## Exercise details
Before you reproduce the entries that follow, strip out any image they contain and keep the rest exact.
□ □ □ □
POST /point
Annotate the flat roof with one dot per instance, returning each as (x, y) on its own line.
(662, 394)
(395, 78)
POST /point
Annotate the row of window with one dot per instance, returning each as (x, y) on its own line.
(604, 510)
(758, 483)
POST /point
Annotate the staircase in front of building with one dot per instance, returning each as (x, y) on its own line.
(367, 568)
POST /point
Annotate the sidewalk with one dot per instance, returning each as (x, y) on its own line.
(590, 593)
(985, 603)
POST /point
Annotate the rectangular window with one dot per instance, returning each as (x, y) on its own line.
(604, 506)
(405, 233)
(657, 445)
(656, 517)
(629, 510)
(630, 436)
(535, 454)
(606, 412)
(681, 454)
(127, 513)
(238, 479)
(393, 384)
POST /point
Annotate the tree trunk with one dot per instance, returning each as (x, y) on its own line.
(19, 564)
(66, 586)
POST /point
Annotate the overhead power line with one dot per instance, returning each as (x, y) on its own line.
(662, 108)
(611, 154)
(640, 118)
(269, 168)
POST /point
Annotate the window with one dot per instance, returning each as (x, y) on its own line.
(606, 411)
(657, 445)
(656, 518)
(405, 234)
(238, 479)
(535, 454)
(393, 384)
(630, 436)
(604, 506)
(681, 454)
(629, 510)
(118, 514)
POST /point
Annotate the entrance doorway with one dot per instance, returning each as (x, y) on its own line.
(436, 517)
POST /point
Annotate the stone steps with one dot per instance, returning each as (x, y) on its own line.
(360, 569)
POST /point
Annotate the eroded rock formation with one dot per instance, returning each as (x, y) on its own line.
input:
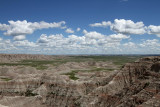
(137, 84)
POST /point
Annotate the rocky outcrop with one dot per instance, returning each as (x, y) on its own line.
(18, 57)
(137, 84)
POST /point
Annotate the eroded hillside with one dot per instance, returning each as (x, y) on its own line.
(79, 81)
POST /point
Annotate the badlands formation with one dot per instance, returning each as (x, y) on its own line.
(79, 81)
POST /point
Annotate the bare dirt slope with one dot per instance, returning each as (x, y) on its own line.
(80, 84)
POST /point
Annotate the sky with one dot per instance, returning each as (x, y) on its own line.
(59, 27)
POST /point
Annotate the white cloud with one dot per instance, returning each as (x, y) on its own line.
(69, 30)
(123, 26)
(154, 30)
(102, 24)
(78, 29)
(94, 35)
(19, 37)
(84, 31)
(119, 36)
(19, 29)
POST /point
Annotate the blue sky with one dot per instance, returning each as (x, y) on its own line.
(80, 26)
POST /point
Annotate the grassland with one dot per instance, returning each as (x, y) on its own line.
(43, 64)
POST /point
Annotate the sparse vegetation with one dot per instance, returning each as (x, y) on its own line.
(42, 64)
(29, 93)
(6, 79)
(72, 75)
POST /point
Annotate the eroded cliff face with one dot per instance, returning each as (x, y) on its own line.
(136, 84)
□ □ □ □
## Completed exercise
POST /point
Annotate the flat roof with one dot per instance, returning each as (x, y) on its own line.
(662, 394)
(395, 78)
POST /point
Annotate the row of window with one dot per instance, returning each as (x, y) on its own line.
(604, 510)
(758, 483)
POST /point
Annotate the staircase in front of building with one dot per instance, returning each as (x, y) on its own line.
(367, 568)
POST /point
Annotate the sidewalk with one dot per instance, returning each as (x, y) on its own line.
(590, 593)
(985, 603)
POST /point
Annotate the rectangular window with one dot per instance, returning each as (x, y) on its own line.
(604, 506)
(405, 233)
(657, 445)
(656, 517)
(629, 510)
(630, 436)
(535, 454)
(606, 412)
(681, 454)
(127, 513)
(238, 479)
(393, 384)
POST /point
Annotate the tree trunk with one dot per instance, returning each as (x, y) on its own line.
(19, 564)
(66, 586)
POST /point
Annotate the overhead power line with one dot per instance, returning each as (x, y) on its own line.
(662, 108)
(611, 154)
(640, 118)
(269, 168)
POST /point
Annotate the window with one dot per instance, returning each as (x, y) on its own line.
(606, 411)
(657, 445)
(656, 518)
(405, 234)
(238, 479)
(535, 454)
(393, 384)
(630, 436)
(604, 506)
(681, 454)
(629, 510)
(118, 514)
POST /point
Annotate the entrance doorway with one dot per instance, returning each as (x, y) on its own line.
(436, 517)
POST /point
Annotate the stone steps with one dot per instance, returning each as (x, y) on its own line.
(360, 569)
POST /point
Annotate the eroded rock formation with one dot per instance, returning each as (x, y) on its own line.
input:
(137, 84)
POST /point
Annotate the rocky outcrop with one dot per instance, returning each as (x, y) on its own line.
(18, 57)
(137, 84)
POST /point
Annotate the eroded hillside with one dot per instance, returning each as (x, y) on its own line.
(79, 81)
POST /point
Annotate the badlands formation with one dot per instance, returning each as (x, y) on its own line.
(79, 81)
POST /point
Annotate the bare dirt slope with one dot per instance, returning each as (x, y) on its own line.
(80, 84)
POST /point
Annotate the sky with one dot per instance, returning each as (x, y) on its own line.
(59, 27)
POST /point
Annotate the white cloud with one dot per instance, returning each as (x, y) on its own line.
(69, 30)
(123, 26)
(154, 30)
(102, 24)
(78, 29)
(94, 35)
(19, 37)
(84, 31)
(119, 36)
(19, 29)
POST /point
Annotate the blue sky with one dot per instance, returning each as (x, y) on its own line.
(80, 26)
POST /point
Annotate the grassland with one dot per instance, returning each as (x, y) on its own line.
(43, 64)
POST /point
Annotate the sparse vegetation with one dot per instance, returning each as (x, y) on its own line.
(42, 64)
(29, 93)
(6, 79)
(72, 75)
POST /point
Annotate the eroded cliff face with one dot per instance, returning each as (x, y) on its own line.
(136, 84)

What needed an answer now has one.